• Records to process:
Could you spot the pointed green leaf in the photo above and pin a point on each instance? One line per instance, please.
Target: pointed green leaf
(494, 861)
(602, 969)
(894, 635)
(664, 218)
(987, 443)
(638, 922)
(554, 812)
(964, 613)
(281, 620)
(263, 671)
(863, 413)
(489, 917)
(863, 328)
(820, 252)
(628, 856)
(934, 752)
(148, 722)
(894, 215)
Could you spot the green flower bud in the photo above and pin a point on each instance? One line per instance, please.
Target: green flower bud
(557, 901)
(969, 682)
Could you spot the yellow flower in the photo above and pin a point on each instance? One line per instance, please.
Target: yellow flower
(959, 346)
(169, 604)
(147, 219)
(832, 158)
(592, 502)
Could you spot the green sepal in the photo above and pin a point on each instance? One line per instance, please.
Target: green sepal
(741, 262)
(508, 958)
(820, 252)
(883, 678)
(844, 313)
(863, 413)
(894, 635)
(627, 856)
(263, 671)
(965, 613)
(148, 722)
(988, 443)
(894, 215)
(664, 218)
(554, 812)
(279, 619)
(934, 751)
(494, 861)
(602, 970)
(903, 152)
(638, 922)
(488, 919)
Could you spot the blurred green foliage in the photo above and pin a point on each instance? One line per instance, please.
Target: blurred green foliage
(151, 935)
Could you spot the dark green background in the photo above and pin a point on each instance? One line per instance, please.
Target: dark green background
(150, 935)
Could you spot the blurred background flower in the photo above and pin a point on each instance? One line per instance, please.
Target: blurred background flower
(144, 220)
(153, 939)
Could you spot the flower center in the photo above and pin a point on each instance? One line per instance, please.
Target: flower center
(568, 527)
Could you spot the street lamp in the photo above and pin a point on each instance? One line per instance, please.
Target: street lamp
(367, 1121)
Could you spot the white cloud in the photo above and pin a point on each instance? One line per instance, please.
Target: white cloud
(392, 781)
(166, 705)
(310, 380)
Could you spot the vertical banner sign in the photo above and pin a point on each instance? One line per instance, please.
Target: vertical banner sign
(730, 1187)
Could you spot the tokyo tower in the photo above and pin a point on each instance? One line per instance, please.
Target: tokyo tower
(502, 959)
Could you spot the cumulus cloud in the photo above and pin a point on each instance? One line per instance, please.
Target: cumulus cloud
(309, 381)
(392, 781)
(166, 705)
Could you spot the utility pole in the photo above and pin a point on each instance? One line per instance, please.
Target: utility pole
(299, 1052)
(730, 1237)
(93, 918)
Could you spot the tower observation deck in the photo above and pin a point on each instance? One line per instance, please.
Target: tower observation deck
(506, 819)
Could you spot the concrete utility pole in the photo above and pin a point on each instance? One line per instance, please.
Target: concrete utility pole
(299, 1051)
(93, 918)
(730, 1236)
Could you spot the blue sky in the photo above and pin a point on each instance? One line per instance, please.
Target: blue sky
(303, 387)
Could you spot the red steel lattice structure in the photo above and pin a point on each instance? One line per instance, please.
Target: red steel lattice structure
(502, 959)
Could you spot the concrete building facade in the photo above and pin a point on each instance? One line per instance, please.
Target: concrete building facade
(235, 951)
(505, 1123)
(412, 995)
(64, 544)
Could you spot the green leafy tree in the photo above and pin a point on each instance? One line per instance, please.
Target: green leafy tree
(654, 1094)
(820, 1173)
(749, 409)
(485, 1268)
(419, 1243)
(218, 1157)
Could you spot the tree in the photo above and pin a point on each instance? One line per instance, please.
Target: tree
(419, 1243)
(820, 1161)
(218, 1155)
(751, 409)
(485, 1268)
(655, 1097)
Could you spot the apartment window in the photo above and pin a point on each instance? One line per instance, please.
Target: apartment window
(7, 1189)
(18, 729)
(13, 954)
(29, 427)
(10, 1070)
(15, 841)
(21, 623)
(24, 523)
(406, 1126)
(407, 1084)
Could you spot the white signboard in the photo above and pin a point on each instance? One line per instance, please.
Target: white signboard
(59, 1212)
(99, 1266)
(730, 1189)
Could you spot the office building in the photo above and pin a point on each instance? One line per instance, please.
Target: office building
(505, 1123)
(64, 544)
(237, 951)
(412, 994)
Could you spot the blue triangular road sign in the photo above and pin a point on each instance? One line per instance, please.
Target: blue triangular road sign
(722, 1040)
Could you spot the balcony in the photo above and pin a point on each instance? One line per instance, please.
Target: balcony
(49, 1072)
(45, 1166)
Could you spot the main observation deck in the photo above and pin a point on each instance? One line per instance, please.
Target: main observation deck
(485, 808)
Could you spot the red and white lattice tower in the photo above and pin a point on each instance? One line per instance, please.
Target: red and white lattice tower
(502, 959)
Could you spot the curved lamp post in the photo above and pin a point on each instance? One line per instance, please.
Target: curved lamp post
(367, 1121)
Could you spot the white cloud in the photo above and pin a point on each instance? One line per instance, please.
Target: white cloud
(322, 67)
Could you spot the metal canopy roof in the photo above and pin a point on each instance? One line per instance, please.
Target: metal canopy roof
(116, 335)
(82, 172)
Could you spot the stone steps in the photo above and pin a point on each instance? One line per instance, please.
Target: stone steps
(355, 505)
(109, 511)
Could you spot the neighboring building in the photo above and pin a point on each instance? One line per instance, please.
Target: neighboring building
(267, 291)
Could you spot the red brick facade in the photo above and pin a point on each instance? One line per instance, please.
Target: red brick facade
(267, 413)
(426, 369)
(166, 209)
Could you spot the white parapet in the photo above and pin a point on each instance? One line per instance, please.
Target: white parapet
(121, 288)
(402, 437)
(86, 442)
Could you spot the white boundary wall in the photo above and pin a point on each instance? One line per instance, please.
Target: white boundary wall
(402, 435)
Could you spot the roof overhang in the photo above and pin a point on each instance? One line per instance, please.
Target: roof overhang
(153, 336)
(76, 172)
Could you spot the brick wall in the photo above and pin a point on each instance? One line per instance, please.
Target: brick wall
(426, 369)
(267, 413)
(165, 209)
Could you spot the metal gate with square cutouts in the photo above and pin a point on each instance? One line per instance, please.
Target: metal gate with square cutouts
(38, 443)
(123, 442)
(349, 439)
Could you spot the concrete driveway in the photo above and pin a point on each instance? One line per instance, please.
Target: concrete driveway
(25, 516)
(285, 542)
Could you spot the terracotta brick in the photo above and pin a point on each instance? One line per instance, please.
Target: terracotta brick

• Goal:
Copy every one of the records above verbatim, keeping each line as it stands.

• Answer to this task:
Could you spot the pointed green leaf in the photo above and pin a point on each instance? One line per instance, please.
Target: pointed green leaf
(494, 861)
(602, 969)
(894, 635)
(664, 218)
(987, 443)
(638, 922)
(554, 812)
(964, 613)
(281, 620)
(263, 671)
(863, 413)
(489, 917)
(863, 328)
(820, 252)
(628, 856)
(934, 752)
(148, 722)
(894, 215)
Could you spot the green flower bud in the photo above and pin a point on each instance? One line per instance, please.
Target: green flower bud
(557, 901)
(969, 682)
Could you spot the yellow flower in the photo above and pin a point on each instance? One line per instance, please.
Target: yellow flower
(959, 346)
(169, 604)
(147, 219)
(832, 158)
(592, 502)
Could you spot the green sepal in the photo above and pin a point on each instance? One line per instance, please.
Target: green sepal
(741, 262)
(508, 958)
(820, 252)
(883, 678)
(844, 313)
(863, 413)
(894, 635)
(627, 856)
(263, 671)
(965, 613)
(148, 722)
(988, 443)
(894, 215)
(664, 218)
(554, 812)
(279, 619)
(934, 751)
(494, 861)
(602, 970)
(903, 152)
(638, 922)
(488, 919)
Could you spot the blurred green foliage in the photo above and pin a point on each instance? One line per instance, please.
Target: blurred green foliage
(151, 935)
Could you spot the dark green background in the photo above and pin a point on each instance? One line per instance, please.
Target: dark green background
(150, 935)
Could you spot the blurred background flower in the photo above and pin a point on each instance? One line per instance, please.
Target: blurred background flower
(144, 220)
(153, 939)
Could you spot the flower center in the photo above and pin a point on each instance? One line per instance, please.
Target: flower center
(568, 527)
Could you spot the street lamp in the photo above and pin a point on each instance? One line per instance, please.
Target: street lamp
(367, 1121)
Could you spot the white cloud in the photo above and pin a point on each instance? One line per instance, please.
Target: white cloud
(392, 781)
(166, 705)
(310, 380)
Could you spot the vertical banner sign in the photo above and pin a point on each instance? One line per instance, please.
Target: vertical banner sign
(730, 1187)
Could you spot the tokyo tower in the photo above and pin a point on each instance? One line per instance, please.
Target: tokyo tower
(502, 959)
Could you spot the cumulus cloud in the photo above and pin a point on each instance? One line per instance, please.
Target: cumulus cloud
(309, 381)
(392, 781)
(166, 705)
Could you spot the utility pole in the photo above and pin a point on each instance? One line per instance, please.
Target: utility pole
(299, 1052)
(730, 1237)
(93, 918)
Could you spot the tower observation deck in the photo above and pin a point on each instance? One line per instance, please.
Target: tower observation deck
(506, 819)
Could you spot the concrete utility pole in the photo above and pin a point on each instance? One line per instance, please.
Target: concrete utility pole
(299, 1051)
(93, 918)
(730, 1236)
Could you spot the blue sky in the photo above and pin a point on each instance? One line per instance, please.
Target: blue sky
(303, 387)
Could you spot the red steel lattice structure in the photo above and pin a point on each instance? One line per instance, please.
Target: red steel lattice structure
(502, 959)
Could you spot the concrete building facade in the photo above and pin a point on each instance? One line per instance, please.
Target: concrete building facade
(235, 951)
(505, 1123)
(412, 995)
(64, 544)
Could you spot the green leafy tree in the photo above and pin a point on each instance? One line per instance, please.
Target: green leafy tree
(654, 1094)
(820, 1173)
(749, 409)
(485, 1268)
(419, 1243)
(218, 1157)
Could you spot the tree in the photo above and pin a point on each instance? One line per instance, please.
Target: tree
(419, 1243)
(820, 1161)
(218, 1155)
(751, 409)
(485, 1268)
(655, 1097)
Could you spot the apartment window in the photo above and pin a point on each instance? One line per instance, please.
Target: apartment window
(7, 1189)
(18, 729)
(13, 954)
(29, 427)
(10, 1070)
(15, 841)
(21, 623)
(24, 523)
(406, 1126)
(407, 1084)
Could you spot the white signboard in the photo above and pin a point on each instance? One line per instance, please.
Target: white signboard
(59, 1212)
(99, 1266)
(730, 1189)
Could you spot the office building in the photo above and pin a point on each instance? One line per instance, please.
Target: office building
(505, 1123)
(64, 544)
(237, 951)
(412, 994)
Could you spot the blue triangular road sign in the photo above and pin a point on each instance? One line per instance, please.
Target: blue triangular road sign
(722, 1040)
Could you spot the balcony in the photo above and pin a point on each instance? One line per instance, please.
Target: balcony
(49, 1072)
(45, 1166)
Could you spot the main observation deck in the photo above and pin a point on each instance? One line per instance, please.
Target: main observation deck
(485, 808)
Could you spot the red and white lattice tower in the photo above and pin a point on each instance? One line per instance, please.
Target: red and white lattice tower
(502, 959)
Could you spot the curved lamp post in the photo above and pin a point on each instance? One line per instance, please.
Target: curved lamp post
(367, 1121)
Could you spot the white cloud in the photo above and pin a point on each instance? One line per instance, please.
Target: white cloud
(322, 67)
Could you spot the metal canopy roof in the photo above and pin a point on each instance? One line per instance, please.
Target: metal canopy roof
(116, 335)
(82, 172)
Could you spot the stone steps in the photo above and pin a point on each instance? One line per instance, please.
Target: stone steps
(355, 505)
(109, 511)
Could you spot the neighboring building in the photo above and pin a point on each instance? One line per instance, please.
Target: neighboring building
(267, 291)
Could you spot the red brick facade in the photo above and pin a point on each instance? One line per instance, please.
Target: red brick facade
(267, 413)
(426, 369)
(166, 209)
Could you spot the white parapet in the photo above and pin a point on each instance? One line per instance, please.
Target: white parapet
(121, 288)
(402, 437)
(86, 442)
Could you spot the white boundary wall in the photo above and pin a point on each instance? One line per instance, please.
Target: white boundary wall
(402, 435)
Could you spot the roof overhang in the photo above and pin a point on each instance? One line per instance, please.
Target: roof overhang
(153, 336)
(76, 172)
Could you spot the brick wall in the photo above and pin a point on each instance? One line per instance, please.
Target: brick wall
(426, 369)
(267, 413)
(165, 209)
Could you spot the metal gate with square cutouts in the photo above and pin a point on each instance? One line per instance, please.
Target: metal gate with square cutouts
(38, 443)
(123, 442)
(349, 439)
Could you spot the concrete driveway in the photo above and pin a point on each instance? One line per instance, please.
Target: concrete driveway
(25, 516)
(285, 542)
Could you spot the terracotta brick in the photo above and pin a point on each instance? One line per instance, please.
Target: terracotta brick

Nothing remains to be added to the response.